PASSAGE PROVIDED »
Syrian Jewish cuisine is the cuisine of the Syrian Jews. Although almost all Jews had left Syria by 2016, their cuisine has been preserved in books and family recipes.

History and influences 
Since biblical times there have been Jews in the area comprising modern-day Syria. Syrian Jewish cuisine is distinct from Ashkenazi Jewish cuisine foods like gefilte fish, knish, or other dishes more familiar as Jewish in the United States, whose Jewish community was overwhelmingly Ashkenazi. In fact, in the diaspora Syrian Jewish dishes often differ from those of other Jews because they contain rice and dried fruits and other seasonings not found in other regional Jewish foodway.  Because Jews are prohibited to mix meat and dairy, Syrian Jewish cuisine differed from standard Syrian cuisine because it used oil instead of butter or lamb fat in fried foods. After 1492 when the Sephardim were expelled from Spain, many Sephardic Jews came to Syria and brought a few dishes with Spanish names like bastel. Some immigrants from Italy in the seventeenth and eighteenth centuries (the so-called Francos) brought with them Italian dishes such as calsone (a sort of cheese ravioli). These foods were intermixed with the local Syrian Mizrahi and Musta'arabi Jewish cuisine creating new flavors and styles. Syrian Jews also improved versions of Syrian dishes, by emphasizing fruit and sweet-sour flavors. The Syrian Jews of Aleppo also made heavy use of tamarind. In fact tamarind based sauces are distinctively unique to Syrian Jewish cuisine.

WHAT YOU HAVE TO DO » Write out the passage on Syrian Jewish cuisine word for word, starting with "Syrian Jewish cuisine is the" and going on through "and family recipes.". The listing that comes next has no connection to the passage on Syrian Jewish cuisine.

SUPPLIED RECORDS »

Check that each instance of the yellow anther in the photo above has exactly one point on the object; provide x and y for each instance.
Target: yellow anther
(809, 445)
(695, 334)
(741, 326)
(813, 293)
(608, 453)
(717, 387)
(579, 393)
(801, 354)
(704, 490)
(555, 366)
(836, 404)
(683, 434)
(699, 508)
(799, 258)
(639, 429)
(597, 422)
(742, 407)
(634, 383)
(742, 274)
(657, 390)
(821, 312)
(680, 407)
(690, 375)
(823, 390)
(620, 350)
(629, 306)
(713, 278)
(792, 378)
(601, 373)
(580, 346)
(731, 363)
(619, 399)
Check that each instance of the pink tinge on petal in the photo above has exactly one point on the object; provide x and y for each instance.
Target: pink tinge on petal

THE SOLUTION »
Syrian Jewish cuisine is the cuisine of the Syrian Jews. Although almost all Jews had left Syria by 2016, their cuisine has been preserved in books and family recipes.